> EXERCISE TASK: Convert everything in the records from the line containing "Indicate the riverbank" down through the line containing "<point>256,429</point>" into a Markdown table with the columns Row and Line, one numbered row per line and no blank lines. Leave the pictures out of the table.

======== EXTRACTED RECORDS

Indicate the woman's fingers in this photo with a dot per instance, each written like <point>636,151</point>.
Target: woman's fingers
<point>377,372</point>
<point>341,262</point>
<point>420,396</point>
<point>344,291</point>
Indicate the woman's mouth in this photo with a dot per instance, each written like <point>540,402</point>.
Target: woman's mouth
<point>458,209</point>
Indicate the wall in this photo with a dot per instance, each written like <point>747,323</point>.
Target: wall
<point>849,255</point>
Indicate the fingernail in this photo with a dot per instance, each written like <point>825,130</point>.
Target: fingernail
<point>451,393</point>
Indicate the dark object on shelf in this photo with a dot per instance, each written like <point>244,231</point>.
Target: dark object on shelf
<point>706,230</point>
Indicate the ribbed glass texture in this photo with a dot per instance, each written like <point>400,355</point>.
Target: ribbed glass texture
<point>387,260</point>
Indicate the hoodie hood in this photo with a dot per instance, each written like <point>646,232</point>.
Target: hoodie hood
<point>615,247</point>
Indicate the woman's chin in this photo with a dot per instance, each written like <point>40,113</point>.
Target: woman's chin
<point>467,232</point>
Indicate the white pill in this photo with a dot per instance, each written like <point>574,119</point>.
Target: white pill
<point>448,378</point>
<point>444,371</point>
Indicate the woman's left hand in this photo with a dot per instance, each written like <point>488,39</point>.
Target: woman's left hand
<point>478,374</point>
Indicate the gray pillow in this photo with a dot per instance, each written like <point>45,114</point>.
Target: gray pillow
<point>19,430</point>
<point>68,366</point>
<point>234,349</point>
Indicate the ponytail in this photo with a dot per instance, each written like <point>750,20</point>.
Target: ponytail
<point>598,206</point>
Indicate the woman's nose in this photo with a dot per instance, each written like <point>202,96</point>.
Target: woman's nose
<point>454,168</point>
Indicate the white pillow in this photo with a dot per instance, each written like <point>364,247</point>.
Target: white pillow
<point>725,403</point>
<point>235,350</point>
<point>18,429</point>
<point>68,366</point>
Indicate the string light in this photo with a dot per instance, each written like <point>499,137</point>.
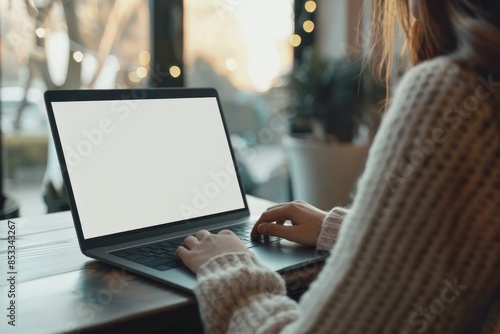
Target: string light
<point>308,26</point>
<point>78,56</point>
<point>144,58</point>
<point>310,6</point>
<point>295,40</point>
<point>175,71</point>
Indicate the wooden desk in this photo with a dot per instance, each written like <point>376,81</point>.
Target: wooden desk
<point>60,290</point>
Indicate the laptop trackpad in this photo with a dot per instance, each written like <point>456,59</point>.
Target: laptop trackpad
<point>284,254</point>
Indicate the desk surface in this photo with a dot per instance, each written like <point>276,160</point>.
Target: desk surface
<point>60,290</point>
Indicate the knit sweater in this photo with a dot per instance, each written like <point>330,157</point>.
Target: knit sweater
<point>418,251</point>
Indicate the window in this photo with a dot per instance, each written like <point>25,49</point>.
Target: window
<point>60,45</point>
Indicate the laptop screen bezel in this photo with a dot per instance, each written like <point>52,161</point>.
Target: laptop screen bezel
<point>52,96</point>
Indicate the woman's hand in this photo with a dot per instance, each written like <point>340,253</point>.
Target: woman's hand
<point>198,249</point>
<point>306,222</point>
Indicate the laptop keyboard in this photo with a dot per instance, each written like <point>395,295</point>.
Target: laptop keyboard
<point>161,255</point>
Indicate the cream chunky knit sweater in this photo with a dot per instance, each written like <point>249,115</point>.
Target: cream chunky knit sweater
<point>419,249</point>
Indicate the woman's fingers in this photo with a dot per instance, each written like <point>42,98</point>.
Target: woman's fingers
<point>278,214</point>
<point>276,230</point>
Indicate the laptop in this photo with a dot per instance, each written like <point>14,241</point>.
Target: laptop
<point>145,168</point>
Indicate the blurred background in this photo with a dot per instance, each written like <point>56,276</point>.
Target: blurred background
<point>250,51</point>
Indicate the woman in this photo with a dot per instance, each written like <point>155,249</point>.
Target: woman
<point>418,250</point>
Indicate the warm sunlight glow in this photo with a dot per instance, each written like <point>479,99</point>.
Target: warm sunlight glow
<point>308,26</point>
<point>310,6</point>
<point>175,71</point>
<point>78,56</point>
<point>133,77</point>
<point>142,72</point>
<point>40,32</point>
<point>231,64</point>
<point>295,40</point>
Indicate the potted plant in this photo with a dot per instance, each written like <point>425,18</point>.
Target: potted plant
<point>333,113</point>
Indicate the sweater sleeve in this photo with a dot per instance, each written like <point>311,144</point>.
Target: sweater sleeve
<point>419,248</point>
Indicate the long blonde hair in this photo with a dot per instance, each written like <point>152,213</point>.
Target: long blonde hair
<point>469,29</point>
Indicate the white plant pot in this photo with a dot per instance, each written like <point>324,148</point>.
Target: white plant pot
<point>322,174</point>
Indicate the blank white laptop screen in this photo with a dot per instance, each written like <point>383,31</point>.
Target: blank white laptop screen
<point>141,163</point>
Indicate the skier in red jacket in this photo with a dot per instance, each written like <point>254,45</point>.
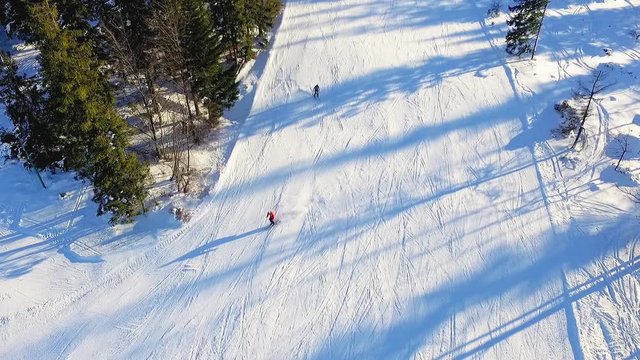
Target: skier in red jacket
<point>272,217</point>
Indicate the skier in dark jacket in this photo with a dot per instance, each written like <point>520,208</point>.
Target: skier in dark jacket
<point>272,217</point>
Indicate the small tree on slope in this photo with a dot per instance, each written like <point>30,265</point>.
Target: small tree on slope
<point>524,26</point>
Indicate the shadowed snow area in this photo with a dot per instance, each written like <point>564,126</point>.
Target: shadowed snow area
<point>423,215</point>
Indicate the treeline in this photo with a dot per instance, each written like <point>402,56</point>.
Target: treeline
<point>64,116</point>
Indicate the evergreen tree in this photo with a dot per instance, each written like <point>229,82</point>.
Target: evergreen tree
<point>231,23</point>
<point>262,14</point>
<point>203,51</point>
<point>32,137</point>
<point>524,24</point>
<point>91,135</point>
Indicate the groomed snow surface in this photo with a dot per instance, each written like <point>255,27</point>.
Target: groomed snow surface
<point>426,211</point>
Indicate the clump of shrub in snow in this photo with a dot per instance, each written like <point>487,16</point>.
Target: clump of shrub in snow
<point>570,116</point>
<point>183,215</point>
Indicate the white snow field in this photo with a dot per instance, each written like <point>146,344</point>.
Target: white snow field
<point>425,210</point>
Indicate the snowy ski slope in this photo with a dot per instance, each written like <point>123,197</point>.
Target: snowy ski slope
<point>422,213</point>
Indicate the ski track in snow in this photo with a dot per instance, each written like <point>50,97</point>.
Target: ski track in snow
<point>411,227</point>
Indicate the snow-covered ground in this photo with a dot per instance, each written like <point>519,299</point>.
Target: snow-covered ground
<point>426,211</point>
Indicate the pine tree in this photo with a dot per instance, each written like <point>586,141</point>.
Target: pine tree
<point>91,135</point>
<point>32,137</point>
<point>262,14</point>
<point>203,51</point>
<point>231,23</point>
<point>524,25</point>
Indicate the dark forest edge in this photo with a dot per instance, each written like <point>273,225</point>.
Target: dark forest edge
<point>65,117</point>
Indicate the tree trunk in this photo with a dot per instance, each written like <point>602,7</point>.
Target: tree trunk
<point>586,110</point>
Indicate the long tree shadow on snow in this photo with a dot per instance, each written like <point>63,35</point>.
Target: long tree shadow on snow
<point>213,245</point>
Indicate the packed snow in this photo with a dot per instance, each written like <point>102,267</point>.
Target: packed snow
<point>426,209</point>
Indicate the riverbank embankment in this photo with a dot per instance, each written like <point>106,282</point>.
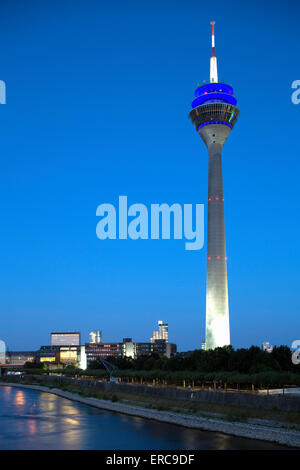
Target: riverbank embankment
<point>256,429</point>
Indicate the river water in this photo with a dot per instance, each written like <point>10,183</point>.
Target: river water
<point>36,420</point>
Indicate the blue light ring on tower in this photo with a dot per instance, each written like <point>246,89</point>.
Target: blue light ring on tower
<point>210,112</point>
<point>214,87</point>
<point>217,96</point>
<point>213,122</point>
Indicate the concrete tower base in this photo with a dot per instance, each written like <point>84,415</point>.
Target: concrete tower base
<point>217,311</point>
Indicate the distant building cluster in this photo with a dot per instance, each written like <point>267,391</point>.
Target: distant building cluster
<point>66,349</point>
<point>266,346</point>
<point>162,333</point>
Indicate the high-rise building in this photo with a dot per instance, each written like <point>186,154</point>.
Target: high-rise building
<point>214,115</point>
<point>95,336</point>
<point>65,339</point>
<point>161,333</point>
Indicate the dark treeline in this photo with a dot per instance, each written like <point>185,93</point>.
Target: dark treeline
<point>226,359</point>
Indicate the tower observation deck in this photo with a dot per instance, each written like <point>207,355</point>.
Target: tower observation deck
<point>214,114</point>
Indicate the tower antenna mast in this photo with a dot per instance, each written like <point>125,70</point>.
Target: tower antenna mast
<point>213,59</point>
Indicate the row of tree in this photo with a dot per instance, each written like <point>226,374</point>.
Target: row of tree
<point>226,359</point>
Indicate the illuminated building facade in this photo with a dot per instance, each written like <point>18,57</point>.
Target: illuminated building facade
<point>95,336</point>
<point>65,339</point>
<point>161,333</point>
<point>214,115</point>
<point>96,350</point>
<point>20,357</point>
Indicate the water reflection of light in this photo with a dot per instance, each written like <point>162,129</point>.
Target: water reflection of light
<point>32,428</point>
<point>7,391</point>
<point>20,398</point>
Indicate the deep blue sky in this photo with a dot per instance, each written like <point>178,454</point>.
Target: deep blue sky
<point>98,95</point>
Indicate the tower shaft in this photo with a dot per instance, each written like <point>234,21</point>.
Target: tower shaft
<point>217,311</point>
<point>214,115</point>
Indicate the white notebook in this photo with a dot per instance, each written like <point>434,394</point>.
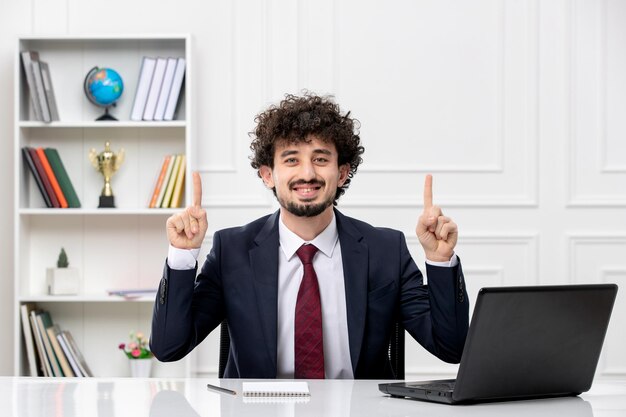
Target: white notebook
<point>276,389</point>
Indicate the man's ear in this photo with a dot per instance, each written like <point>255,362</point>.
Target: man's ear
<point>344,170</point>
<point>266,175</point>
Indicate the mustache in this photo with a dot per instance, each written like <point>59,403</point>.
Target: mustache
<point>314,183</point>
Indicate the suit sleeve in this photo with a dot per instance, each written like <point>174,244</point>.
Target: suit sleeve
<point>187,308</point>
<point>437,314</point>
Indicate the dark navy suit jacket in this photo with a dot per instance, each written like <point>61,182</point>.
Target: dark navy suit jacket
<point>239,282</point>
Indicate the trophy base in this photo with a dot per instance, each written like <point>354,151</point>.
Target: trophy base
<point>107,201</point>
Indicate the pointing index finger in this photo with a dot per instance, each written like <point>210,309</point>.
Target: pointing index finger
<point>197,190</point>
<point>428,191</point>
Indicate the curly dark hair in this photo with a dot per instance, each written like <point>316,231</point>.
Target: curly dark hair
<point>298,117</point>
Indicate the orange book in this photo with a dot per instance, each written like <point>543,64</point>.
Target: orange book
<point>160,180</point>
<point>53,179</point>
<point>178,186</point>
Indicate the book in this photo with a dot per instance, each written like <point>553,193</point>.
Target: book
<point>82,364</point>
<point>172,100</point>
<point>276,389</point>
<point>168,174</point>
<point>29,339</point>
<point>44,321</point>
<point>41,92</point>
<point>61,174</point>
<point>30,80</point>
<point>69,355</point>
<point>170,184</point>
<point>58,351</point>
<point>155,89</point>
<point>143,87</point>
<point>180,182</point>
<point>49,90</point>
<point>159,182</point>
<point>41,350</point>
<point>51,177</point>
<point>134,293</point>
<point>166,87</point>
<point>31,165</point>
<point>44,178</point>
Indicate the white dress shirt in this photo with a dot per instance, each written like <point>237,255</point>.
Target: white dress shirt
<point>329,270</point>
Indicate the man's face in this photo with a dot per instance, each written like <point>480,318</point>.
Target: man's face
<point>305,176</point>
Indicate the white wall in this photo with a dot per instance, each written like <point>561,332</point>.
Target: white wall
<point>515,106</point>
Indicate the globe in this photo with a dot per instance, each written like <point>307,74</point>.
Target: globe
<point>104,87</point>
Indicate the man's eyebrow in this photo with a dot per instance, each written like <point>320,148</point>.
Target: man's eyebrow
<point>288,152</point>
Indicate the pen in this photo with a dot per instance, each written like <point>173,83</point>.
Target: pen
<point>220,389</point>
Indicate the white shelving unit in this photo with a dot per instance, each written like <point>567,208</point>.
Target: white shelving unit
<point>124,247</point>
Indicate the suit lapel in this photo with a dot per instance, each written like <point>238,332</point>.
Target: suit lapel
<point>264,262</point>
<point>354,253</point>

================

> ANSWER FOR THE TASK:
| Row | Line |
|---|---|
| 1 | Indicate the riverbank embankment in this photo with a dot per instance, each written like <point>106,282</point>. |
| 2 | Target: riverbank embankment |
| 3 | <point>256,429</point> |